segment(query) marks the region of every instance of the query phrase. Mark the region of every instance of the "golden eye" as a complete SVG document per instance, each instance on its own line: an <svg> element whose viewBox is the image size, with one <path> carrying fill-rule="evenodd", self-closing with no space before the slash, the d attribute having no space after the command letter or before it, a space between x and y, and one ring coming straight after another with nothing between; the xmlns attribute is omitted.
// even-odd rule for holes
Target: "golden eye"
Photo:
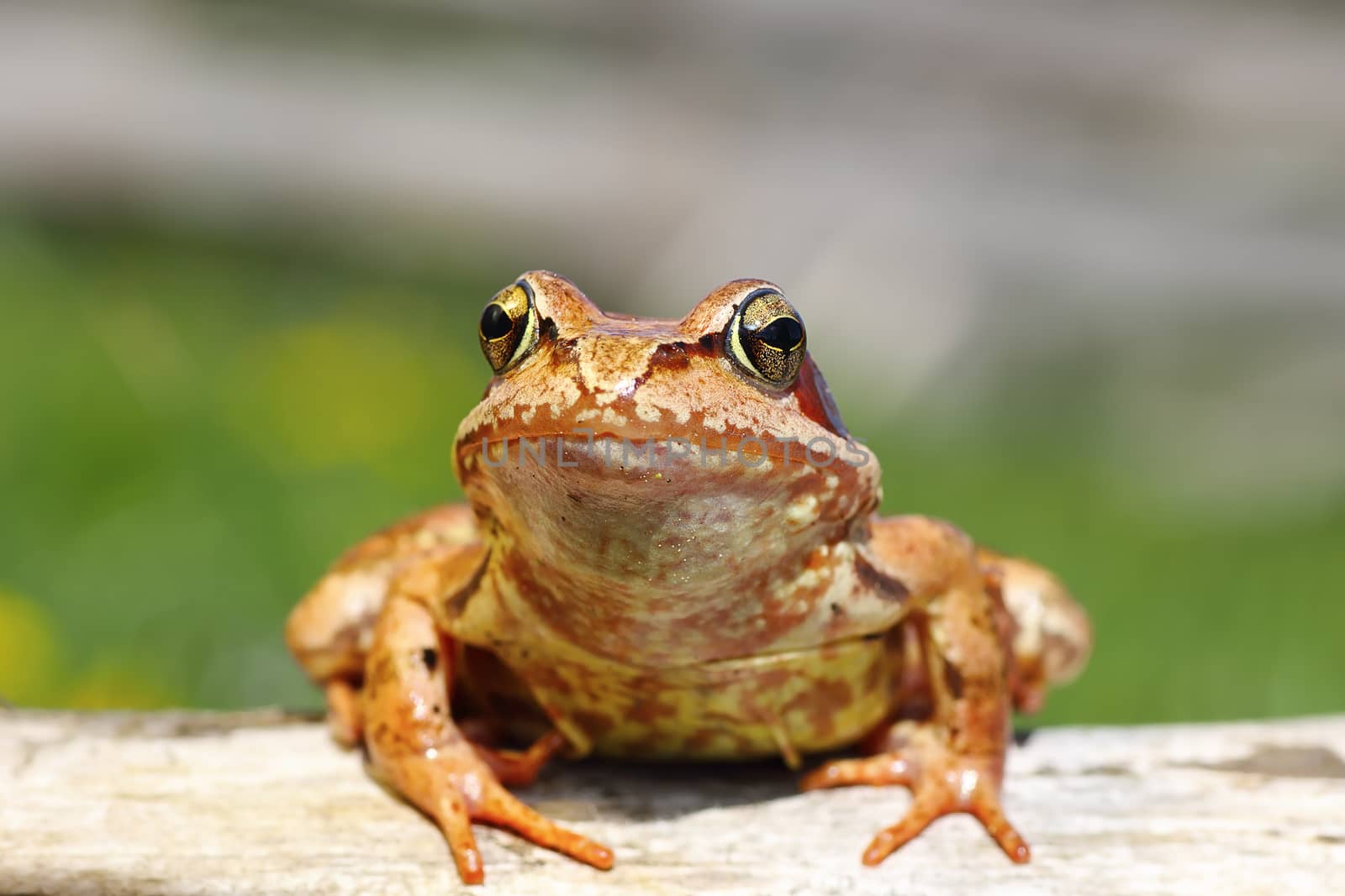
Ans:
<svg viewBox="0 0 1345 896"><path fill-rule="evenodd" d="M808 351L803 320L773 289L755 290L742 300L724 344L738 367L773 388L794 382Z"/></svg>
<svg viewBox="0 0 1345 896"><path fill-rule="evenodd" d="M491 369L503 373L537 345L537 304L527 281L506 286L482 312L477 334Z"/></svg>

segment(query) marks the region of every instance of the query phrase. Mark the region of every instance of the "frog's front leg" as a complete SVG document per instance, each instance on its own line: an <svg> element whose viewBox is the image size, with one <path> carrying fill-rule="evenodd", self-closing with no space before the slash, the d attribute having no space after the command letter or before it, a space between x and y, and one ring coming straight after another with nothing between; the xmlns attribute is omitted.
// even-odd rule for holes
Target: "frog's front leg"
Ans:
<svg viewBox="0 0 1345 896"><path fill-rule="evenodd" d="M291 611L285 643L323 686L328 727L338 743L354 747L360 740L364 657L393 579L436 552L476 543L471 506L447 504L417 513L346 551Z"/></svg>
<svg viewBox="0 0 1345 896"><path fill-rule="evenodd" d="M931 822L968 813L1015 862L1028 844L999 805L1010 695L1006 653L995 627L975 549L954 527L924 517L873 523L868 560L909 591L909 615L927 664L931 715L873 732L873 755L830 762L803 779L806 790L847 785L902 785L913 802L863 853L877 865Z"/></svg>
<svg viewBox="0 0 1345 896"><path fill-rule="evenodd" d="M473 821L508 827L594 868L611 868L609 849L560 827L504 790L496 762L483 756L453 723L452 661L452 642L436 627L429 609L394 590L374 629L364 673L364 736L373 774L434 819L467 884L486 876ZM531 755L522 755L521 764L499 770L530 778L561 743L543 737Z"/></svg>

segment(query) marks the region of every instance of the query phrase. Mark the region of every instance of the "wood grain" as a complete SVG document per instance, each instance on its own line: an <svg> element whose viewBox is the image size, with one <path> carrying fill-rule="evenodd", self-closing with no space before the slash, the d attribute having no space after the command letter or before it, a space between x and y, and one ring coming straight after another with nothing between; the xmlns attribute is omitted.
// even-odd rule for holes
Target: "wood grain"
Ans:
<svg viewBox="0 0 1345 896"><path fill-rule="evenodd" d="M480 829L476 892L1345 892L1345 716L1033 732L1007 785L1025 868L963 818L863 868L905 793L799 794L773 763L562 763L523 795L617 866ZM438 833L311 719L0 711L0 893L460 891Z"/></svg>

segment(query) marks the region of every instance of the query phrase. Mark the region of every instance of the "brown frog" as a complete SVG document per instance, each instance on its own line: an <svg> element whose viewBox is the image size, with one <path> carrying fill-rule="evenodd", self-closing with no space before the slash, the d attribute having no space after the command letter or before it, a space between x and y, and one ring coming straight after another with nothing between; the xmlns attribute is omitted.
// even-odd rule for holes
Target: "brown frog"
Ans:
<svg viewBox="0 0 1345 896"><path fill-rule="evenodd" d="M476 821L612 865L506 790L557 754L798 767L857 746L803 787L911 789L865 864L950 813L1028 861L999 803L1010 713L1077 674L1088 619L1037 566L876 514L878 462L776 286L662 321L533 271L479 334L495 376L453 446L467 502L352 548L285 631L338 739L437 822L464 881Z"/></svg>

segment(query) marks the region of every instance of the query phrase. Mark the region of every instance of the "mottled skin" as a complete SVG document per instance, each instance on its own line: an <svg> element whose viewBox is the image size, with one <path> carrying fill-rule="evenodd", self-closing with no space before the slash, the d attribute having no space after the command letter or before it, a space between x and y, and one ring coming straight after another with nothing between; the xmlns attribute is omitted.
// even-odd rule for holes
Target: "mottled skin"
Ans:
<svg viewBox="0 0 1345 896"><path fill-rule="evenodd" d="M1061 586L946 523L874 514L878 463L802 337L795 367L769 368L784 382L742 360L757 330L734 314L776 301L769 283L728 283L681 321L604 314L543 271L519 283L482 321L503 369L453 447L468 504L363 541L291 615L336 737L438 823L468 883L483 880L473 821L611 866L503 787L558 752L798 767L855 744L865 758L803 786L911 789L866 864L959 811L1026 861L999 806L1010 712L1038 708L1091 646ZM810 459L810 441L837 457Z"/></svg>

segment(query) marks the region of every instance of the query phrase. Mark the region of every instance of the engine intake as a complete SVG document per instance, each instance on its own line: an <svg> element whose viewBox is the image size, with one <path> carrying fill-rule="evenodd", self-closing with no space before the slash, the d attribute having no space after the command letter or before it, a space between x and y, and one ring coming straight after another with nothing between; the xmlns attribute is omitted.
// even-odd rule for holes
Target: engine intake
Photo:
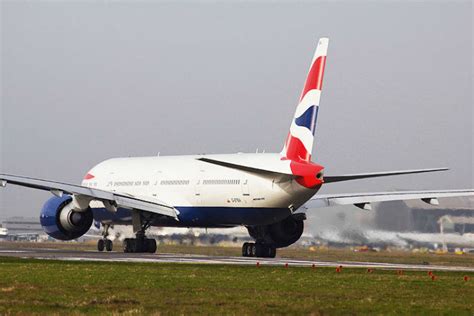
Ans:
<svg viewBox="0 0 474 316"><path fill-rule="evenodd" d="M40 215L41 226L46 234L59 240L72 240L91 228L94 218L90 207L78 212L71 202L70 195L54 196L46 201Z"/></svg>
□ □ □ □ □
● **Problem statement**
Arrange the material as a numbered list from its first line up to and including the line that contains "821L508 827L594 868L611", leaving out blank lines and pictures.

● **Exercise response**
1. segment(query) marks the region of every instance of the query phrase. Mark the region of every instance of the "golden eye" as a complete SVG document per instance, each instance on its own line: an <svg> element whose viewBox is the image size, with one <path> carrying fill-rule="evenodd", self-closing with no space before the slash, the d attribute having no space after the command letter or before it, a space between x and y, and one ring coming straight after another with nothing between; the xmlns attribute is omitted.
2. // even-odd rule for holes
3. Target: "golden eye"
4. Photo:
5. Ans:
6. <svg viewBox="0 0 1345 896"><path fill-rule="evenodd" d="M808 351L803 320L773 289L755 290L742 300L724 344L738 367L773 388L794 382Z"/></svg>
7. <svg viewBox="0 0 1345 896"><path fill-rule="evenodd" d="M491 369L503 373L537 345L537 304L527 281L506 286L482 312L477 334Z"/></svg>
8. segment(query) marks the region of every instance of the query phrase. Mark the region of every instance of the "frog's front leg" as a complete SVG document per instance, each instance on its own line: an <svg> element whose viewBox is the image size, with one <path> carrying fill-rule="evenodd", self-closing with no space before the slash, the d attribute having no space after the command letter or before it, a space between x and y, and one ring coming straight after another with nothing between; the xmlns attribute is omitted.
9. // even-odd rule for holes
10. Target: "frog's front leg"
11. Ans:
12. <svg viewBox="0 0 1345 896"><path fill-rule="evenodd" d="M291 611L285 643L323 686L328 727L338 743L354 747L360 740L364 657L393 579L436 552L476 543L471 506L447 504L417 513L346 551Z"/></svg>
13. <svg viewBox="0 0 1345 896"><path fill-rule="evenodd" d="M931 822L968 813L1015 862L1028 844L999 805L1010 695L1006 653L995 627L975 549L954 527L924 517L873 523L868 560L909 591L909 615L927 664L931 715L873 732L873 755L830 762L803 779L806 790L847 785L902 785L913 802L863 853L877 865Z"/></svg>
14. <svg viewBox="0 0 1345 896"><path fill-rule="evenodd" d="M473 821L508 827L594 868L611 868L609 849L560 827L504 790L496 762L483 756L453 723L452 661L452 642L436 627L429 609L394 590L374 629L364 673L364 736L373 774L434 819L467 884L486 876ZM531 755L522 755L521 764L499 770L530 778L561 743L543 737Z"/></svg>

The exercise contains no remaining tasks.